**YOUR OBJECTIVE**. Transcribe the blog post about Mars and its employee engagement word for word.

READING PASSAGE: Begin

I've got another Blog running that I call "I Think, I Like"  In it I put content that includes books I'm reading, things about which I'm thinking or interesting stories I've read and enjoyed.  Today, I added a great piece from Fortune on the story of a candy company called Mars.  If you've heard of M&M's or Snickers, you've heard of Mars.

What I love is how Mars tells the story of the Seven "C's" of Employee Engagement.


Customer Capability (I'll count two "C's"' here)
Mars boasts employees who love not only the products they make but also the office culture and the company's long-standing principles.

Every Mars employee gets a glossy 27-page booklet explaining the principles in action, signed with the names of 13 family members. The principles, righteously explains the booklet, "set us apart from others, requiring that we think and act differently towards our associates, our brands and our business."

"This is a company you're not embarrassed to tell people you work for." 

Compensation
Within its various offices, Mars is shockingly transparent. When Fortune isn't visiting, the company displays on big flat-screens its current financials: sales, earnings, cash flow, factory efficiency. The data disclosure is designed to motivate employees whose bonuses are based on the performance of their respective divisions. Many employees -- the company won't specify a number -- get bonuses from 10% to 100% of their salaries if their team has performed well financially; the higher your rank, the more you have to gain.

Career
Perhaps most significant, employees have great latitude for advancement, both within their divisions and in the larger Mars ecosystem; if you've had enough of Skittles brand management, you might find satisfaction in quality control of Cesar Canine Cuisine Sunrise Breakfast ("with smoked bacon & eggs in meaty juices"!).

Consider Jim Price, who's now the site-quality and food-safety manager at the chocolate plant in Hackettstown, N.J. Almost 27 years ago he began his Mars career as a janitor in a boutique chocolate operation in Henderson, Nev. His supervisor urged him to attend community college at night; Mars paid for tuition and books.

READING PASSAGE: End
EXTRACTED RECORDS: Begin

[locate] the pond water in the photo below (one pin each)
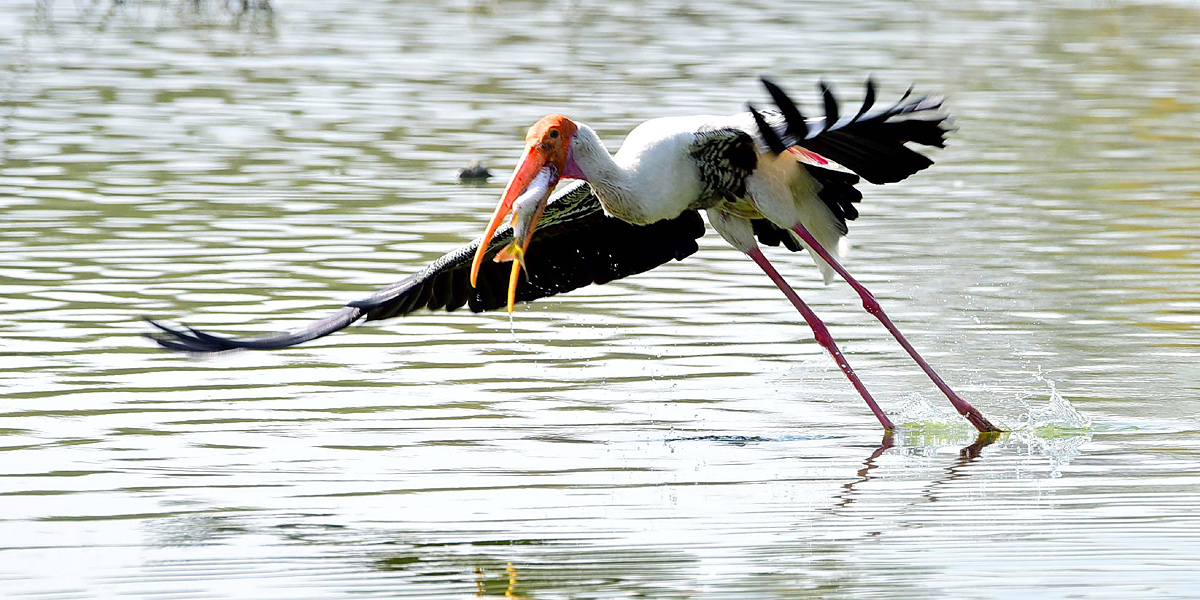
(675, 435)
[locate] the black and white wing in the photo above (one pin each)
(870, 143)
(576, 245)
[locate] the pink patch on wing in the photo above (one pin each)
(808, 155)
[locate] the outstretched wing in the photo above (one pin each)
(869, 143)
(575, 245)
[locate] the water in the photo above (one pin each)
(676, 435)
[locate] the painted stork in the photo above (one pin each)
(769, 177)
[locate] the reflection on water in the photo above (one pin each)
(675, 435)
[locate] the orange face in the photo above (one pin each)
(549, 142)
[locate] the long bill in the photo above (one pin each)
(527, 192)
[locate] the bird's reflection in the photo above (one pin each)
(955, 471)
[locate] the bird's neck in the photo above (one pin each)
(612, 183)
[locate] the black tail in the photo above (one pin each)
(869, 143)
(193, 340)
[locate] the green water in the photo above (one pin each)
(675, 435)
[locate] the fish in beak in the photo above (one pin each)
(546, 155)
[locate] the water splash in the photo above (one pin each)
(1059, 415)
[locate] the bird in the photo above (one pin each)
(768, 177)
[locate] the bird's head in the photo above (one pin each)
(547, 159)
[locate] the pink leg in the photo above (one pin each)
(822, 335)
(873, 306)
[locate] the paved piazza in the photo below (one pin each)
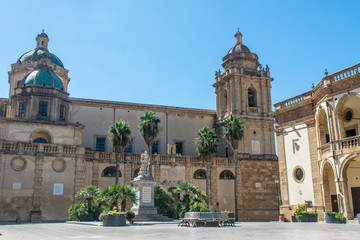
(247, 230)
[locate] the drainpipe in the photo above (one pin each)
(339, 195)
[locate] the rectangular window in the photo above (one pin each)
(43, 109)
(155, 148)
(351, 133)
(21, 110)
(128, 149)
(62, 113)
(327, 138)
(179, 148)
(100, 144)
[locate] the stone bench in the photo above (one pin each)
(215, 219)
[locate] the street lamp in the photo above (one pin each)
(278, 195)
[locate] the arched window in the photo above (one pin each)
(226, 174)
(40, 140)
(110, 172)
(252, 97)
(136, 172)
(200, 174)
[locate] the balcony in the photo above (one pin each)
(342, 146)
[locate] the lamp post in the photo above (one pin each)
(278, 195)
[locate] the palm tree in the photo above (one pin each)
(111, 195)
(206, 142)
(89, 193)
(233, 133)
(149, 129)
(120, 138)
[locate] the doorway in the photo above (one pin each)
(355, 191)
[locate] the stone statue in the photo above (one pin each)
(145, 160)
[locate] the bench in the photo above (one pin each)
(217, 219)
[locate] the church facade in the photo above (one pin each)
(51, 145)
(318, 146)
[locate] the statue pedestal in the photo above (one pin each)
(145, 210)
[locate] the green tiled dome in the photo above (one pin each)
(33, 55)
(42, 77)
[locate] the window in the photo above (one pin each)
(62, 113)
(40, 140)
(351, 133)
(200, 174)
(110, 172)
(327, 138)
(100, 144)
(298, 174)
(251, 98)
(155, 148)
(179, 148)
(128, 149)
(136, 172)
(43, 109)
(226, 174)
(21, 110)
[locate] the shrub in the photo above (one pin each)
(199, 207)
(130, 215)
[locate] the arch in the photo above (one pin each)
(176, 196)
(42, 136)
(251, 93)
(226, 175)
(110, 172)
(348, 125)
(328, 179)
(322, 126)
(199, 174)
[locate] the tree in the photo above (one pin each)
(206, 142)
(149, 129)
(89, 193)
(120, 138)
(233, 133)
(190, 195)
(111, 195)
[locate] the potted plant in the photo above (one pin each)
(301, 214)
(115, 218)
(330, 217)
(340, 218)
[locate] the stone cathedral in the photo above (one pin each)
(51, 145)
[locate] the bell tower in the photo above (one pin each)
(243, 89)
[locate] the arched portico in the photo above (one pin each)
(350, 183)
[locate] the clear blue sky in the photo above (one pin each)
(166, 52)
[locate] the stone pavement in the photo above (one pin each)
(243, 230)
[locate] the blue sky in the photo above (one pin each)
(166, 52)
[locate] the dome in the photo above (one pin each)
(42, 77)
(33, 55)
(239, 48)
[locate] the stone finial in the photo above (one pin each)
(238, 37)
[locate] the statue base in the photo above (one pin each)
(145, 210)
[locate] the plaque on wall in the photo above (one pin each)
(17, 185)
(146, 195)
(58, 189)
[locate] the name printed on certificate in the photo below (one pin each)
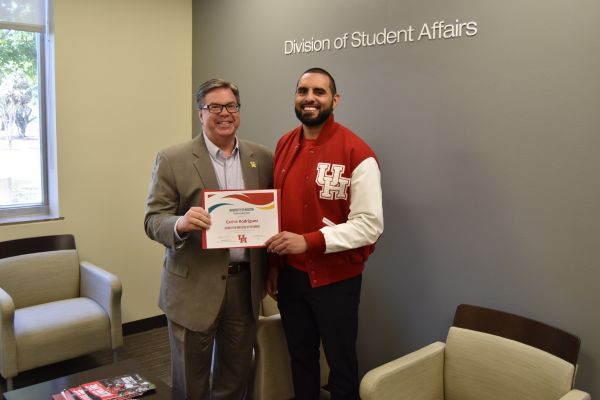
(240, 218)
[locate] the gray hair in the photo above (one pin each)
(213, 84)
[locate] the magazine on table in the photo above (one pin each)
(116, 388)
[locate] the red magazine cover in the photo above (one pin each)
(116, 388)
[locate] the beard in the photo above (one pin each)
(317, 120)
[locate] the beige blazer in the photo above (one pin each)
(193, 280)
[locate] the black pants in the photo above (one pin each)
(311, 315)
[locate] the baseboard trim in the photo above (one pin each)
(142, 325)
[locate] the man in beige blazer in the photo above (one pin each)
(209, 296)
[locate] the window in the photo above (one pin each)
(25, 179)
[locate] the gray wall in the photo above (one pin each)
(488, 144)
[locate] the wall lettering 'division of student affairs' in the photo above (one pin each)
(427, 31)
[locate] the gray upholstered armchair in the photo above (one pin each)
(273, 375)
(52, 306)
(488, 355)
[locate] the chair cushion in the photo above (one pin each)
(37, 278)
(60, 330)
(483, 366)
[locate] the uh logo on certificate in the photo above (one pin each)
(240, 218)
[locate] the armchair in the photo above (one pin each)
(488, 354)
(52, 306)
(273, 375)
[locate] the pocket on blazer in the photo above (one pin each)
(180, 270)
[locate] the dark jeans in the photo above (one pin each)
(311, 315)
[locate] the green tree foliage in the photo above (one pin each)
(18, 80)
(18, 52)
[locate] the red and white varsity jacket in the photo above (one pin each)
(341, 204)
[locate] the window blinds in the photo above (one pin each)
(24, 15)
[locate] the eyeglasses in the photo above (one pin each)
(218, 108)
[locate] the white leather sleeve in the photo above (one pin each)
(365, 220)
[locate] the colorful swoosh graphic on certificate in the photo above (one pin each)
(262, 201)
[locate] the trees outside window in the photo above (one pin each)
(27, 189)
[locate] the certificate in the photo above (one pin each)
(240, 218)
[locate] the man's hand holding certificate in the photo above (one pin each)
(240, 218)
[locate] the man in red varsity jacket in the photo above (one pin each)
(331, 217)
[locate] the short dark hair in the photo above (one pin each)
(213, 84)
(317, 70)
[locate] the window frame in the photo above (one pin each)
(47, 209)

EXTRACTED RECORDS: End
EXTRACTED RECORDS: Begin

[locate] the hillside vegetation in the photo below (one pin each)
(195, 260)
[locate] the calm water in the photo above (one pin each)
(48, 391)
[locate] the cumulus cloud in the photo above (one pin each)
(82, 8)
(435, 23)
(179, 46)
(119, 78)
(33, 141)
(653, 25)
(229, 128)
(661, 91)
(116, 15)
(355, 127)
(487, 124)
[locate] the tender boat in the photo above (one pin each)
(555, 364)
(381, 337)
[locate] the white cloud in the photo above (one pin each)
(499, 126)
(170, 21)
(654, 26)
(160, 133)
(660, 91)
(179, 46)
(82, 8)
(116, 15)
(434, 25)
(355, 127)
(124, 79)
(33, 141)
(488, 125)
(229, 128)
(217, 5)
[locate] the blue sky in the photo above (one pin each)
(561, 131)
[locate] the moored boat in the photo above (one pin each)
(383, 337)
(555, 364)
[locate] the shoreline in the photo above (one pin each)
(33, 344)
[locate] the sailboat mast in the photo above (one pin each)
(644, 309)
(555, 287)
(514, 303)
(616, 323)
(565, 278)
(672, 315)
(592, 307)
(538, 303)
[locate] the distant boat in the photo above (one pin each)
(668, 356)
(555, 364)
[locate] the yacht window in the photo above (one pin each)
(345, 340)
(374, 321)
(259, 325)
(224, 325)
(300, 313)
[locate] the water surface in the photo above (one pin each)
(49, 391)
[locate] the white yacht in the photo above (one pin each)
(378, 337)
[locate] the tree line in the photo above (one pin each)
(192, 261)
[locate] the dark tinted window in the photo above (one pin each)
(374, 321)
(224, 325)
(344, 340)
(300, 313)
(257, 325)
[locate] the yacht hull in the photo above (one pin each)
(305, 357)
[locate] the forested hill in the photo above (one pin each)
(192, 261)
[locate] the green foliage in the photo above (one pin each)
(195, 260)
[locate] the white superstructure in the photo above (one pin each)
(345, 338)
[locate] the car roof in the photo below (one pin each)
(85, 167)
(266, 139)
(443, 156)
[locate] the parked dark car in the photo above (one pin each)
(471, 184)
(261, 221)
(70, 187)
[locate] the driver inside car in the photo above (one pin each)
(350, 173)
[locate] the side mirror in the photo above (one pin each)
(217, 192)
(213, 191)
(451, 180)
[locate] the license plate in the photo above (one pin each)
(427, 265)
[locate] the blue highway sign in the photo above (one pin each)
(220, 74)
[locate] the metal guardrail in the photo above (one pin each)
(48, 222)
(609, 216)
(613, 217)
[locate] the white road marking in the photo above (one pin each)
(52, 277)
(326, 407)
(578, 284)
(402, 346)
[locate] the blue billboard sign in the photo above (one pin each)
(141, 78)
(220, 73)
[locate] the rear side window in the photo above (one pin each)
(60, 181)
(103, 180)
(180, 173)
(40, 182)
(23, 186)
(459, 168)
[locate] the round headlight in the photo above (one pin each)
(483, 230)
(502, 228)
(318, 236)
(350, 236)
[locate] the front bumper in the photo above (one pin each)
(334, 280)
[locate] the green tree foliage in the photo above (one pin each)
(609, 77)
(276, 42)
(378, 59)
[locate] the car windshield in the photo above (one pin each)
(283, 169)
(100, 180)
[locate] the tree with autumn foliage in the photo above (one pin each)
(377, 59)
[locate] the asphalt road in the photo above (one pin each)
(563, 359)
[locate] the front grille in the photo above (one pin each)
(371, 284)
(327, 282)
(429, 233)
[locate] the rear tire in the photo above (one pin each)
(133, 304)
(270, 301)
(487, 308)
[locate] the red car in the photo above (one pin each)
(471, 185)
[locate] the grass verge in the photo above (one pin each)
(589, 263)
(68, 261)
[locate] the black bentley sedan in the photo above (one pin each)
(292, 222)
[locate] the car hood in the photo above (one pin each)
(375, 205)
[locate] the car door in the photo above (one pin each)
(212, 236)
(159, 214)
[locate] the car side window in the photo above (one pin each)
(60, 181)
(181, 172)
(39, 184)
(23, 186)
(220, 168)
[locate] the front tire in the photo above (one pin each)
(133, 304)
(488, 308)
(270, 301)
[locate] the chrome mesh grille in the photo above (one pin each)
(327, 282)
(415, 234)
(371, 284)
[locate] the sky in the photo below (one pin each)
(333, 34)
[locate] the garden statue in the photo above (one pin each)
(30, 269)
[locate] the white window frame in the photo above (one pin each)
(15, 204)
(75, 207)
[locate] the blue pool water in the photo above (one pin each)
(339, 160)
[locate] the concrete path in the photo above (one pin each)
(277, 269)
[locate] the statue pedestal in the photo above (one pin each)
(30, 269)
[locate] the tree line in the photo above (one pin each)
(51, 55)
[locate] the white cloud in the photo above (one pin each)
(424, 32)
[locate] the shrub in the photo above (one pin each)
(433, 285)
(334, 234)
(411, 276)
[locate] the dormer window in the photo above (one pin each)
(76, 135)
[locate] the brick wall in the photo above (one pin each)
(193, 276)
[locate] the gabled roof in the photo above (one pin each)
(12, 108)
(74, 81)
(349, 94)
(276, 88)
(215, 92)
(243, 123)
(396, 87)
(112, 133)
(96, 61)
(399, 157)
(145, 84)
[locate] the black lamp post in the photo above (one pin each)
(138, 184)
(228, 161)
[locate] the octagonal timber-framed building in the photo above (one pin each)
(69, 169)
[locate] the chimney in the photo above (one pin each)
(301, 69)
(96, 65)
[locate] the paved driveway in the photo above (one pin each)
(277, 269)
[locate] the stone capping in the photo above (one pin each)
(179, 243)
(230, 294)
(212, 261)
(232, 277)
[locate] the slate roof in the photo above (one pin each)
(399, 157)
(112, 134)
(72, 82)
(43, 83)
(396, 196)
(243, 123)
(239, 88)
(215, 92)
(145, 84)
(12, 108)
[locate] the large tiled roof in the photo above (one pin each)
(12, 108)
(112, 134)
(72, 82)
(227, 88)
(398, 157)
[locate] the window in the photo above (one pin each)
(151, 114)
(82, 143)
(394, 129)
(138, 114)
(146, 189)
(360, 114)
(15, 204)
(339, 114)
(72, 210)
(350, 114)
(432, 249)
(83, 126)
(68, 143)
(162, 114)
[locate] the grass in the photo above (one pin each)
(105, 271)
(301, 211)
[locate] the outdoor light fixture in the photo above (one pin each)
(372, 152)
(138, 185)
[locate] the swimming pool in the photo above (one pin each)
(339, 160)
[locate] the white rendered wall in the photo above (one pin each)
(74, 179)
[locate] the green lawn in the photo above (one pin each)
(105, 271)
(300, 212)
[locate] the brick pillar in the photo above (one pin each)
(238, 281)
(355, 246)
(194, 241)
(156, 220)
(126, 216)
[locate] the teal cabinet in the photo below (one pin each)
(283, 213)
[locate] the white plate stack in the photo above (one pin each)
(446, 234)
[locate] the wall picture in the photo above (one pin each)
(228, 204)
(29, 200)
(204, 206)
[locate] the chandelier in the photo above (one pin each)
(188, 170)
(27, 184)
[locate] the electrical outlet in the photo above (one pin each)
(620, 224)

EXTRACTED RECORDS: End
EXTRACTED RECORDS: Begin

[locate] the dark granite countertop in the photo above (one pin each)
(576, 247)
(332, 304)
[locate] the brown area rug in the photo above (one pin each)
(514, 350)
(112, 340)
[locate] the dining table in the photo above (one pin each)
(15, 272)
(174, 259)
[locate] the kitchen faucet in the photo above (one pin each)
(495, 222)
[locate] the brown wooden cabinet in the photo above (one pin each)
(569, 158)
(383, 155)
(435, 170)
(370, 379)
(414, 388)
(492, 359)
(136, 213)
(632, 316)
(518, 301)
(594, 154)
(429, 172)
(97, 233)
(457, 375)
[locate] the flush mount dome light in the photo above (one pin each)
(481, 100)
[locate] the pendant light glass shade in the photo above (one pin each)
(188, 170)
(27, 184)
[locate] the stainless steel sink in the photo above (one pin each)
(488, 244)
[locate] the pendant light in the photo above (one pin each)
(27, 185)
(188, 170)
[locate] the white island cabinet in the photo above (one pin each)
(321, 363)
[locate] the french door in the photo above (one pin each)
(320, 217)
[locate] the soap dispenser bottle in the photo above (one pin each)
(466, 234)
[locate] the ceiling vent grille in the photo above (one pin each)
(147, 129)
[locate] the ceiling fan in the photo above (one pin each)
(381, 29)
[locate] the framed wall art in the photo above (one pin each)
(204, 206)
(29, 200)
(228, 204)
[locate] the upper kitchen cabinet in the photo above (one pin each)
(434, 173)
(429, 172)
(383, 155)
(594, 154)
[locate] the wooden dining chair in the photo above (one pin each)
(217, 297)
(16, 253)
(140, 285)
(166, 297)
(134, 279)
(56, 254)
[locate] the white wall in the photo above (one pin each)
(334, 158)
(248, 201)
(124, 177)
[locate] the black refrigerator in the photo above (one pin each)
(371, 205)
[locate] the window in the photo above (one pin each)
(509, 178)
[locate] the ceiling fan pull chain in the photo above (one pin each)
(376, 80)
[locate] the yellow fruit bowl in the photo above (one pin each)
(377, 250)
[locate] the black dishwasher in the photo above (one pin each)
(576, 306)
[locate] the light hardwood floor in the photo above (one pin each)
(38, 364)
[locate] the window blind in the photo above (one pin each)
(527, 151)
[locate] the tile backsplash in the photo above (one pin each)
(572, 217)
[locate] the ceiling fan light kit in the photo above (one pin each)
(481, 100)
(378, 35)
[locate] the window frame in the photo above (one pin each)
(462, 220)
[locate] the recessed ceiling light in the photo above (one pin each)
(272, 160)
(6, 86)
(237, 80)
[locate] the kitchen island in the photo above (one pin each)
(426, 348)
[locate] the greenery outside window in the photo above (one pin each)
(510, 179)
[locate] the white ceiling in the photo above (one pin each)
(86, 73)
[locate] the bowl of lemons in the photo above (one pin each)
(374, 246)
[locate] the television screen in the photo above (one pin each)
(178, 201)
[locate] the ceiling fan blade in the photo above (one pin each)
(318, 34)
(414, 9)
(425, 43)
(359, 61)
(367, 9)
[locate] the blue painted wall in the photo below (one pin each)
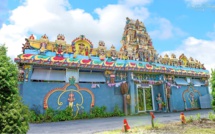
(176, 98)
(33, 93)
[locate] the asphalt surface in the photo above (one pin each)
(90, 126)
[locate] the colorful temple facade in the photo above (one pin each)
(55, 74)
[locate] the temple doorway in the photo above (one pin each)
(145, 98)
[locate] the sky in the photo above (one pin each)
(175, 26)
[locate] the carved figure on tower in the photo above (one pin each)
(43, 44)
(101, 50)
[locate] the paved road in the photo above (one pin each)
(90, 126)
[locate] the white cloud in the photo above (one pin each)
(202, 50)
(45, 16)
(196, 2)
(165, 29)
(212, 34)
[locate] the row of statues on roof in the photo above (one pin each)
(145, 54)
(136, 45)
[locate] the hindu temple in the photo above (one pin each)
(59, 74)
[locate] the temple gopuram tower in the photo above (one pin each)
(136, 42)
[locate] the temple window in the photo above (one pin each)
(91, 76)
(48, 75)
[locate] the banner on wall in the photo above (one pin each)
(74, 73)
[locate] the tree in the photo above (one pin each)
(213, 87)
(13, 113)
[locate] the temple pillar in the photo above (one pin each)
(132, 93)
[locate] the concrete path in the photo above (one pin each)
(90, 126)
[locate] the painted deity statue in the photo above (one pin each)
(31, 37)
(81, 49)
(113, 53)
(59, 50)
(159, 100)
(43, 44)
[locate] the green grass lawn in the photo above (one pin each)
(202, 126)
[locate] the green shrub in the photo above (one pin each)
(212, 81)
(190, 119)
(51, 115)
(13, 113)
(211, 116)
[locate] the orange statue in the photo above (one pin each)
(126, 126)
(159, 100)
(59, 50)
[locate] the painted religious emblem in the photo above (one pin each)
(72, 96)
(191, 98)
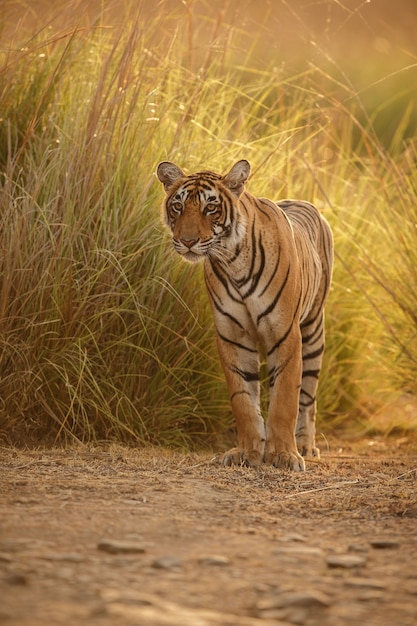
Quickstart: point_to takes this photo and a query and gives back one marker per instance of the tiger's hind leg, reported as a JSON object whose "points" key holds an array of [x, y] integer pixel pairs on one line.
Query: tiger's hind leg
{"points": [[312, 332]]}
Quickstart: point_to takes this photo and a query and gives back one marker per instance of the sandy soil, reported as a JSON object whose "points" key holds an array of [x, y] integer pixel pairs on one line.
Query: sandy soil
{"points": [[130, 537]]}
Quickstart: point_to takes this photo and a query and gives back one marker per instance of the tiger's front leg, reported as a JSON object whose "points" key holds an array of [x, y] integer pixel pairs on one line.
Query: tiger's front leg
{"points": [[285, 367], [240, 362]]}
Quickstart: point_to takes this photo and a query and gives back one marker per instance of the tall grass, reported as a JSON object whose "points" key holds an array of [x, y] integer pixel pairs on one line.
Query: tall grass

EXTRACTED RECORDS: End

**RESULT FOR THIS EXERCISE**.
I've got another Blog running that I call "I Think, I Like"  In it I put content that includes books I'm reading, things about which I'm thinking or interesting stories I've read and enjoyed.  Today, I added a great piece from Fortune on the story of a candy company called Mars.  If you've heard of M&M's or Snickers, you've heard of Mars.

What I love is how Mars tells the story of the Seven "C's" of Employee Engagement.


Customer Capability (I'll count two "C's"' here)
Mars boasts employees who love not only the products they make but also the office culture and the company's long-standing principles.

Every Mars employee gets a glossy 27-page booklet explaining the principles in action, signed with the names of 13 family members. The principles, righteously explains the booklet, "set us apart from others, requiring that we think and act differently towards our associates, our brands and our business."

"This is a company you're not embarrassed to tell people you work for." 

Compensation
Within its various offices, Mars is shockingly transparent. When Fortune isn't visiting, the company displays on big flat-screens its current financials: sales, earnings, cash flow, factory efficiency. The data disclosure is designed to motivate employees whose bonuses are based on the performance of their respective divisions. Many employees -- the company won't specify a number -- get bonuses from 10% to 100% of their salaries if their team has performed well financially; the higher your rank, the more you have to gain.

Career
Perhaps most significant, employees have great latitude for advancement, both within their divisions and in the larger Mars ecosystem; if you've had enough of Skittles brand management, you might find satisfaction in quality control of Cesar Canine Cuisine Sunrise Breakfast ("with smoked bacon & eggs in meaty juices"!).

Consider Jim Price, who's now the site-quality and food-safety manager at the chocolate plant in Hackettstown, N.J. Almost 27 years ago he began his Mars career as a janitor in a boutique chocolate operation in Henderson, Nev. His supervisor urged him to attend community college at night; Mars paid for tuition and books.